Excerpts of location labeling data
^^^^^^^^^^^^^^^^

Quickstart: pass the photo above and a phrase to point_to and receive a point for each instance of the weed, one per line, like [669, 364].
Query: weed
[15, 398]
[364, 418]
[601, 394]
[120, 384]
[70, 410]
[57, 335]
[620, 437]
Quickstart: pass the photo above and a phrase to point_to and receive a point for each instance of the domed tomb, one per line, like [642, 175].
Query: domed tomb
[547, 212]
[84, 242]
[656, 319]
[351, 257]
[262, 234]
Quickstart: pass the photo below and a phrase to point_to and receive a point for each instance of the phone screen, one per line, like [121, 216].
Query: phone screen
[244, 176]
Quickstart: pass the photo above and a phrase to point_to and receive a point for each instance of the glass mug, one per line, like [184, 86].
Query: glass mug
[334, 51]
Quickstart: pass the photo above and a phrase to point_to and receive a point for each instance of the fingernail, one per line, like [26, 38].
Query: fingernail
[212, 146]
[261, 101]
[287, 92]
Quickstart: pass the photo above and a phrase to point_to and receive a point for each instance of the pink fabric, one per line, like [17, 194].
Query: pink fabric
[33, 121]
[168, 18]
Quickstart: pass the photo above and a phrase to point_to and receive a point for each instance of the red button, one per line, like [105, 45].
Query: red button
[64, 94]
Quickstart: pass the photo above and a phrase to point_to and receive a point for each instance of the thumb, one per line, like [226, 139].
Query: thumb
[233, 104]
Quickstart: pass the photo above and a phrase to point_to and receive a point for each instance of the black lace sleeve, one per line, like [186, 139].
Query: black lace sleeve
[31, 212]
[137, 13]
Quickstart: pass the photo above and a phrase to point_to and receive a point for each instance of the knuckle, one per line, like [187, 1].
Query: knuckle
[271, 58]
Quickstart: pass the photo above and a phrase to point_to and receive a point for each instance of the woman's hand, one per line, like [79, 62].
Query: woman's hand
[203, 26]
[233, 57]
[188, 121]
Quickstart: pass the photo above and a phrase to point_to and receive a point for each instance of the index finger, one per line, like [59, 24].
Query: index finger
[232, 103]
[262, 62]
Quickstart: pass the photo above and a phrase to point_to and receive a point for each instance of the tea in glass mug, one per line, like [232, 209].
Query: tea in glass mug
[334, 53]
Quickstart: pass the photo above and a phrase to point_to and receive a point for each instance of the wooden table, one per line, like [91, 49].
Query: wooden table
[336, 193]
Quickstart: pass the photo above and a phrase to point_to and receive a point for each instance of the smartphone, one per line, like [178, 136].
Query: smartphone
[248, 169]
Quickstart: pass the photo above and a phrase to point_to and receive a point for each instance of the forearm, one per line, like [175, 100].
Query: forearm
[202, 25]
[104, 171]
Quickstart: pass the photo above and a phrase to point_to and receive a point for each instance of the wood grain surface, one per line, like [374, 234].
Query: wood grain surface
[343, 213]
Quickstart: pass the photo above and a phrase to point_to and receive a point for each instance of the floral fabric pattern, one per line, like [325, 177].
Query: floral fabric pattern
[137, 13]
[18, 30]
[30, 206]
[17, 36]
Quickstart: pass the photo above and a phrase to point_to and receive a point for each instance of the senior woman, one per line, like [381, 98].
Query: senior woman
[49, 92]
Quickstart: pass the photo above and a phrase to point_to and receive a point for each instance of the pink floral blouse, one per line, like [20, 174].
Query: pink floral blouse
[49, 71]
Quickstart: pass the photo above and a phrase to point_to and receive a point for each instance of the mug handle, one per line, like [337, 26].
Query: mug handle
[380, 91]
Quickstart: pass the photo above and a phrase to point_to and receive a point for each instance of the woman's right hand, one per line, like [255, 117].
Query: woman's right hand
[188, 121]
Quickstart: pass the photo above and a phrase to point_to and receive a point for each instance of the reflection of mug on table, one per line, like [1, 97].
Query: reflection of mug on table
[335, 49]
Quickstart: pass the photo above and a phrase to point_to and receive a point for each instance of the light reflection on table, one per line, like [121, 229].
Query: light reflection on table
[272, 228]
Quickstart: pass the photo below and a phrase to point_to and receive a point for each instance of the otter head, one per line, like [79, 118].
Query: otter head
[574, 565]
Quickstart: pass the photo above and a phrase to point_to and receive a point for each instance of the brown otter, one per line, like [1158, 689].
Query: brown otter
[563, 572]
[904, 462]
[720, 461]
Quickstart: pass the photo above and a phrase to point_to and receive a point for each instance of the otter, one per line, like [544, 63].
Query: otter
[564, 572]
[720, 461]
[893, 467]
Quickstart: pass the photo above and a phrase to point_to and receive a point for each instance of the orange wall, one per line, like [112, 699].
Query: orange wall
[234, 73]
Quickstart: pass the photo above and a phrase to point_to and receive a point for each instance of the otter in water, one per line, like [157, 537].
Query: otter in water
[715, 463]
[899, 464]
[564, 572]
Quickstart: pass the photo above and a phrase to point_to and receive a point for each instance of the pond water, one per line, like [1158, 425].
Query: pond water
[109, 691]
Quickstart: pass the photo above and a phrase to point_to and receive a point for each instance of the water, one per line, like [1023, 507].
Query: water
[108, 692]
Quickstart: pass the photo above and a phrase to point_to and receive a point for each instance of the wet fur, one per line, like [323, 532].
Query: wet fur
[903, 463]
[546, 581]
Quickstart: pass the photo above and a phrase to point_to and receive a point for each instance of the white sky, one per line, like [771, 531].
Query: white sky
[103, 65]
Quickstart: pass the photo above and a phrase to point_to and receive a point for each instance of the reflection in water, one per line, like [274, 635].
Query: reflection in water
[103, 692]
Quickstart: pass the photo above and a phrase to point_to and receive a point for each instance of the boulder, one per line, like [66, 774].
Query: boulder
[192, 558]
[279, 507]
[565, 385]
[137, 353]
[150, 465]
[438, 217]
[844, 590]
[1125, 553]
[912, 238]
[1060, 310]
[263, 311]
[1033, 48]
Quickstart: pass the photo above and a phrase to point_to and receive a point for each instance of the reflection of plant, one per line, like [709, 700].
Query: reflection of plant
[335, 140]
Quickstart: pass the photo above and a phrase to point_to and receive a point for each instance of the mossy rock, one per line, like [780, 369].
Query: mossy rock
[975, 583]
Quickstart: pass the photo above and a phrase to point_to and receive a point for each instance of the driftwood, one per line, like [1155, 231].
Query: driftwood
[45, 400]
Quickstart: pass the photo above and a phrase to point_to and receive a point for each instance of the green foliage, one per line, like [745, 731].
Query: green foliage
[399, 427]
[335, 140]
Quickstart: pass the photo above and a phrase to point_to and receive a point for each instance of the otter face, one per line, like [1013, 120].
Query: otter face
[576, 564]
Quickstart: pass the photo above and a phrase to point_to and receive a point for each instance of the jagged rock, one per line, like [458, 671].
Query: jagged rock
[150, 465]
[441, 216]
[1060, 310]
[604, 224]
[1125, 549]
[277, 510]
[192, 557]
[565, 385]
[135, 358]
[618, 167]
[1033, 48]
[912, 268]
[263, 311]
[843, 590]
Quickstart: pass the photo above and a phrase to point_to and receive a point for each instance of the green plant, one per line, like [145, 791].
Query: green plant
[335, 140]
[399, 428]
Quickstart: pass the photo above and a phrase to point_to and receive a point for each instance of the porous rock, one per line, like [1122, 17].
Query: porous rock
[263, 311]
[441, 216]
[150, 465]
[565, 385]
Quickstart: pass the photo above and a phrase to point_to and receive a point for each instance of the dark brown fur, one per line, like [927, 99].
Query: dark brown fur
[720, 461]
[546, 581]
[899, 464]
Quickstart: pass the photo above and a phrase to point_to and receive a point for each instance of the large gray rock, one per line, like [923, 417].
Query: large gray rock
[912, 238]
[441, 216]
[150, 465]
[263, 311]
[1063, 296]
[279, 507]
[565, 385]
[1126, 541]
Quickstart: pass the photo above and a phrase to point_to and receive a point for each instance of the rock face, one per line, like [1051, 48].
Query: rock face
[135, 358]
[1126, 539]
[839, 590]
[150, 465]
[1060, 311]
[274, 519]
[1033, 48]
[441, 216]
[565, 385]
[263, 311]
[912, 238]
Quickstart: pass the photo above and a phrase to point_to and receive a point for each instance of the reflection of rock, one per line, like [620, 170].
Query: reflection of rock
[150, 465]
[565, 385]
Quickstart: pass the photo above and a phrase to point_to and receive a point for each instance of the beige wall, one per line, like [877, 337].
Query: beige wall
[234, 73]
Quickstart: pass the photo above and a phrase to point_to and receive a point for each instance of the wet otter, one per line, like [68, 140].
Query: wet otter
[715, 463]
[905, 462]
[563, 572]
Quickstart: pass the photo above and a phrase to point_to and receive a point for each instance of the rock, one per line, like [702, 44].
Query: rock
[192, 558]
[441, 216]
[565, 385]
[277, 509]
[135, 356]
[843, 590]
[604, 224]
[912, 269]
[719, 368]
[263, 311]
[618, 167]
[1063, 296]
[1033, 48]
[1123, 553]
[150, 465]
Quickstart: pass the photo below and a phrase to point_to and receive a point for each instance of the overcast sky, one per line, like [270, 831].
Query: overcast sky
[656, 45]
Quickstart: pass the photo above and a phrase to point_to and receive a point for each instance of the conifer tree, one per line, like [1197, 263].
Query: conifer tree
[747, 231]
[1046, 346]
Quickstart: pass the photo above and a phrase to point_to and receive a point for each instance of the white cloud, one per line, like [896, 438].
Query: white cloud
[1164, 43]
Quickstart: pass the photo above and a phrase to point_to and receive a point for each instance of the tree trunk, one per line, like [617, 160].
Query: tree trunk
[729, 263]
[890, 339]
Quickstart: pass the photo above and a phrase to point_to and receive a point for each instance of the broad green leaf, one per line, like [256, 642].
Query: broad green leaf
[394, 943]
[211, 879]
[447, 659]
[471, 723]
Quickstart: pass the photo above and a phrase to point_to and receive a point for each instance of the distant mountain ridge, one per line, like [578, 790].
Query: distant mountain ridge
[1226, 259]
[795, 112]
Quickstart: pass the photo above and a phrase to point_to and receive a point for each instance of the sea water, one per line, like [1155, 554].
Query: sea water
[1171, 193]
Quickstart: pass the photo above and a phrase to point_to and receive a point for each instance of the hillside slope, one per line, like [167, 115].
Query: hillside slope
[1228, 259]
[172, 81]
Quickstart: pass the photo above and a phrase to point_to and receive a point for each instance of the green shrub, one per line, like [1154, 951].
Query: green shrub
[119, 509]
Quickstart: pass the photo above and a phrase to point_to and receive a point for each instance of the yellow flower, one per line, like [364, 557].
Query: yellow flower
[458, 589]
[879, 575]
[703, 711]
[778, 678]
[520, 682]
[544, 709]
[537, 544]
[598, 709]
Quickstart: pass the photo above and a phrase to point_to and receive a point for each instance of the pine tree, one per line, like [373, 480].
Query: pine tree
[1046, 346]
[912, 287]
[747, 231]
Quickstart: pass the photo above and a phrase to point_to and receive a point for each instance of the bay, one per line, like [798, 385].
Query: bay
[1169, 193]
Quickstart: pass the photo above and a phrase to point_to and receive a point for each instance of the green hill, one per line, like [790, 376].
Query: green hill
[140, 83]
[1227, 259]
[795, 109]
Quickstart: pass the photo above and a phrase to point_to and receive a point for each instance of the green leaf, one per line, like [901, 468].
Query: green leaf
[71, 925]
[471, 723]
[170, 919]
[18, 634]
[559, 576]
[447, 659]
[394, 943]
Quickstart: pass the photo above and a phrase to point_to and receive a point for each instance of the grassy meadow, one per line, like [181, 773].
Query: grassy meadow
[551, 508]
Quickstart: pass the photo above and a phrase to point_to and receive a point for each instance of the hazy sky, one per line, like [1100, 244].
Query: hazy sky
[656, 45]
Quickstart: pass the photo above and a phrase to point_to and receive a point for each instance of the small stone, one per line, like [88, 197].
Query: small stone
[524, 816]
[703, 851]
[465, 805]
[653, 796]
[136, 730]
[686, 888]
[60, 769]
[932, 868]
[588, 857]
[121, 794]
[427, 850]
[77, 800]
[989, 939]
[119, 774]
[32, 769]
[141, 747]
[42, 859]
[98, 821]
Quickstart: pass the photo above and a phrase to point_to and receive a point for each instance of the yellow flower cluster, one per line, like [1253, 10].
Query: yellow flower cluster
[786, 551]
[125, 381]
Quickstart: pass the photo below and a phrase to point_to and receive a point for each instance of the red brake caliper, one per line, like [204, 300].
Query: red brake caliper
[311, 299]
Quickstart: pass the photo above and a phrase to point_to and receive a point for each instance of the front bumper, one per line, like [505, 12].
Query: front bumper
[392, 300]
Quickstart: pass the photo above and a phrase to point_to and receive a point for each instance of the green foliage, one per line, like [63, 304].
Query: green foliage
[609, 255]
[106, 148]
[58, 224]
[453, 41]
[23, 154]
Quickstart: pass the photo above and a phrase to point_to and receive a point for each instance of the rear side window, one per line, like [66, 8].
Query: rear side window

^^^^^^^^^^^^^^^^

Task requirements
Rewrite the entries above from the line with "like [578, 790]." to the line with "[1171, 193]", both included, and shift each answer point by adding 58 to both of its coordinates. Copy every other line without change, including the sample coordinates it contains.

Task result
Quickstart: pass the photo above and a phrase to point_to and receive a point for each instance of the distant mountain ridge, one per line, like [578, 790].
Query: distant mountain ridge
[1284, 317]
[853, 170]
Quickstart: pass the photo above and a phrase to point_to and receive a point for each instance of the sea water, one per line, like [1155, 554].
Query: sea water
[1229, 251]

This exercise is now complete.